Prompt ▸
Write out the data below in full. Keep it exact.

Information provided ▸

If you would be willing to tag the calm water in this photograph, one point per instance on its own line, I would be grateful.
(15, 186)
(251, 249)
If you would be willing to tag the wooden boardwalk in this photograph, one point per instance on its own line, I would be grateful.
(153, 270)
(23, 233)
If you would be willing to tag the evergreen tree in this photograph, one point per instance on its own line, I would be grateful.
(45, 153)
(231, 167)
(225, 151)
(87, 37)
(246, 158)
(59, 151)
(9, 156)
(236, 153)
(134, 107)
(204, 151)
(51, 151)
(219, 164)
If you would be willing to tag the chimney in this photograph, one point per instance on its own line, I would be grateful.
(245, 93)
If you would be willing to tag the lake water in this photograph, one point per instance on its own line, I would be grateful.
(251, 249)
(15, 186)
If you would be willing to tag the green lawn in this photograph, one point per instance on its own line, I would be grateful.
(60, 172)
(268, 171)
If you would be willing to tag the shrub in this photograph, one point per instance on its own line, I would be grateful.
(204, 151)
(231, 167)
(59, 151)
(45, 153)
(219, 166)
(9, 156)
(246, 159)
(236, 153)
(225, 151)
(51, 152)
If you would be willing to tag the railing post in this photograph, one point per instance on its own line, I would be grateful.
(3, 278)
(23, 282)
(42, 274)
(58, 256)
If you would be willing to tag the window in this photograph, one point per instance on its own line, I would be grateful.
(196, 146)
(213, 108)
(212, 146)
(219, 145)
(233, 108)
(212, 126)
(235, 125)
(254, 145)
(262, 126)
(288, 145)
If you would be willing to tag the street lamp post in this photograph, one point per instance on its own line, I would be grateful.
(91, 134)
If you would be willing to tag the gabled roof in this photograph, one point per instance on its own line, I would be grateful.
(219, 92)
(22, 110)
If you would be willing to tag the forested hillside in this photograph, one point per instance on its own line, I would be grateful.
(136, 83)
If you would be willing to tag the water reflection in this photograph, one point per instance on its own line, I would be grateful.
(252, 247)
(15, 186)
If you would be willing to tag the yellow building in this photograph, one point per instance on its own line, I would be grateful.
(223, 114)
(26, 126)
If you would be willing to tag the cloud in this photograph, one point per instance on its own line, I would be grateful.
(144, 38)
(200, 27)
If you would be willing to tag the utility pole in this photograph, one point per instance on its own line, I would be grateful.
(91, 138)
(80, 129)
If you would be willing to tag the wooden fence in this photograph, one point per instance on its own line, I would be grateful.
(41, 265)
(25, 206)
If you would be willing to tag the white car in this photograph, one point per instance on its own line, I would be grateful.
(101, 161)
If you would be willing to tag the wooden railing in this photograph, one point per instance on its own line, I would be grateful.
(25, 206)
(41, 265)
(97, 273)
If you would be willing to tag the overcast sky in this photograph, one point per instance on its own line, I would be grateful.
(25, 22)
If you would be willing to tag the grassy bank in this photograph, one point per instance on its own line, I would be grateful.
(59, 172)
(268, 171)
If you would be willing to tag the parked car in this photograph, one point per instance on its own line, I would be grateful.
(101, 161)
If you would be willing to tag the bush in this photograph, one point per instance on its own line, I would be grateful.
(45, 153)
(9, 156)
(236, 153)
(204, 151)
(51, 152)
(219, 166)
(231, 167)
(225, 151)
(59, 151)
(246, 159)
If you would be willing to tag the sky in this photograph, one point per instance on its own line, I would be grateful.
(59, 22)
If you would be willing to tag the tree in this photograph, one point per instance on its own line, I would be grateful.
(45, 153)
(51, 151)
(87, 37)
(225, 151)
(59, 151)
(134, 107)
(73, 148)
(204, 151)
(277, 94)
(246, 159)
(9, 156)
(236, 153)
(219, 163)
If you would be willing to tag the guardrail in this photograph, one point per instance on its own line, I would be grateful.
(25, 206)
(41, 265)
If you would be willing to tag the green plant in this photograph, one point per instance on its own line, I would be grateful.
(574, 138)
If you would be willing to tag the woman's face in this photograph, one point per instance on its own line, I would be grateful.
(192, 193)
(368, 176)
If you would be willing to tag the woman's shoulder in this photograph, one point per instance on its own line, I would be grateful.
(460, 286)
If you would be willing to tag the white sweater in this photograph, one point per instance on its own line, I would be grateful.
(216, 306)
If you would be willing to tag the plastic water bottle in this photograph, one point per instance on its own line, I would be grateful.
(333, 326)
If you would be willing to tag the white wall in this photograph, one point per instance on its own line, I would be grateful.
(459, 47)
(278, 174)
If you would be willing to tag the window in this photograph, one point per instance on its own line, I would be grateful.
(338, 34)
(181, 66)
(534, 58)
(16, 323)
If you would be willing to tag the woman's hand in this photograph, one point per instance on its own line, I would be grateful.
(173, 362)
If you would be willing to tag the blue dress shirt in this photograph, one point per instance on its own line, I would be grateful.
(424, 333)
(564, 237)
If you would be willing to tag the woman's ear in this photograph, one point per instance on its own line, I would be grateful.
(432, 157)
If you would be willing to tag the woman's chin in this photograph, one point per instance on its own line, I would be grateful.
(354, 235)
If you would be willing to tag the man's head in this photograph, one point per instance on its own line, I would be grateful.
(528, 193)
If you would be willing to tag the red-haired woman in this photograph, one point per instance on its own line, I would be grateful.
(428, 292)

Response for this exercise ▸
If you would be willing to tag the calm water in this photograph, one point per instance on its own line, I would be grateful.
(15, 186)
(251, 249)
If you would be willing to tag the wooden boardwalk in this photograph, one point per instance on its own line, I would be grateful.
(153, 270)
(23, 233)
If you would be willing to tag the evergreen tree in this photograph, one point per instance on its own line, I would be grateful.
(45, 153)
(231, 167)
(225, 151)
(87, 37)
(246, 158)
(59, 151)
(9, 156)
(236, 153)
(134, 107)
(204, 151)
(51, 151)
(219, 164)
If you would be willing to tag the chimney in this photograph, one point per instance on its own line, I would be grateful.
(245, 93)
If you would be willing to tag the lake water in this photograph, one point per instance on its own line, I would be grateful.
(251, 249)
(15, 186)
If you would be willing to tag the green lawn in this photograph, one point per instance on its own line, I would be grateful.
(60, 172)
(268, 171)
If you would be willing to tag the shrub in this photograph, one point per instance on its own line, I would be grateful.
(204, 151)
(231, 167)
(59, 151)
(45, 153)
(219, 166)
(9, 156)
(246, 159)
(236, 153)
(225, 151)
(51, 152)
If you would be willing to tag the railing post in this photograph, one point per instance on its own line, I would be grateful.
(3, 278)
(23, 282)
(42, 274)
(58, 256)
If you would be willing to tag the window in this photograph, one point per instance on its own line, I would be grateful.
(196, 146)
(213, 108)
(212, 146)
(219, 145)
(233, 108)
(212, 126)
(235, 125)
(254, 145)
(262, 126)
(288, 145)
If you would be willing to tag the street lamp post in this photograph, one point per instance on its own line, I would be grateful.
(91, 134)
If you would be willing to tag the gabled roof in this photograph, one point per instance on its own line, I would be grateful.
(219, 92)
(22, 110)
If you would be willing to tag the forested hillside in this photograph, one point per instance on its own line, I would be grateful.
(136, 83)
If you would be willing to tag the water reflection in this photograph, one point per instance on its own line, I would be grateful.
(252, 247)
(15, 186)
If you would be willing to tag the yellow building in this photograph, one point per instance on its own line, I would be grateful.
(223, 114)
(26, 126)
If you would be willing to tag the cloud in this photograph, one point per instance on its own line, I would be grateful.
(144, 38)
(200, 27)
If you would be willing to tag the utility pole in this photograph, one point per instance on its own line, I would be grateful.
(91, 138)
(80, 129)
If you would be willing to tag the wooden fence in this photograph, one point per instance on its own line, I would be grateful.
(41, 265)
(25, 206)
If you would be willing to tag the white car in this photograph, one point per instance on its own line, I would be grateful.
(101, 161)
If you would be willing to tag the wooden railing in this photograph, one point per instance on its own line, I would be grateful.
(25, 206)
(41, 265)
(97, 273)
If you would be willing to tag the overcast sky in this photograph, one point per instance on its own line, I would be grateful.
(25, 22)
If you would be willing to tag the grassy bank in this photograph, one point per instance on its own line, I would be grateful.
(59, 172)
(268, 171)
If you would be willing to tag the parked car in this photograph, one point per instance on its own line, I would be grateful.
(101, 161)
If you would be willing to tag the bush in this photograph, one point per instance on its own line, I would be grateful.
(45, 153)
(9, 156)
(236, 153)
(204, 151)
(51, 152)
(219, 166)
(231, 167)
(225, 151)
(59, 151)
(246, 159)
If you would be willing to tag the sky in this photograph, one point per instance on its own line, I would be grateful.
(59, 22)
If you would be willing to tag the tree in this photograph, one point per instance on its own line, I would be grateful.
(45, 153)
(51, 151)
(87, 37)
(225, 151)
(59, 151)
(134, 107)
(73, 148)
(204, 151)
(277, 94)
(246, 159)
(9, 156)
(236, 153)
(219, 163)
If you would be willing to tag the guardrail in this photograph, one point per instance on its own line, I would be grateful.
(25, 206)
(41, 265)
If you would be willing to tag the green plant in this photograph, one point per instance on its own line, I would be grateful.
(574, 138)
If you would be willing to tag the woman's face in this photograph, one point per instance on its own line, I would be grateful.
(192, 193)
(368, 176)
If you would be willing to tag the woman's shoulder in this photograph, one point per instance on its own line, I would be grateful.
(460, 286)
If you would be willing to tag the white sweater in this photograph, one point per instance on its own line, I would be grateful.
(216, 306)
If you would be willing to tag the plastic water bottle in this photograph, one point per instance on its own line, I would be grateful.
(333, 326)
If you would be willing to tag the white wall in this photograph, one point per instance on its own line, I would be grateful.
(459, 47)
(278, 174)
If you would be willing to tag the window in this photograph, one point per instance on its own line, I would be grateful.
(338, 34)
(181, 66)
(534, 58)
(16, 323)
If you would be willing to tag the woman's hand in this photograph, one point per instance on its own line, I would be grateful.
(173, 362)
If you would be willing to tag the blue dress shirt in this photograph, one point per instance on its own line, I would be grateful.
(424, 333)
(564, 237)
If you would be willing to tag the woman's ear in this photograph, one point per instance on its own line, I would be grateful.
(432, 157)
If you would be willing to tag the woman's chin in this photograph, one point per instance on its own line, I would be grateful.
(354, 235)
If you would be willing to tag the man's head in this photograph, one point per instance on its own line, I would be grateful.
(528, 193)
If you would be willing to tag the red-haired woman in this photograph, one point per instance on its own line, I would be grateful.
(428, 292)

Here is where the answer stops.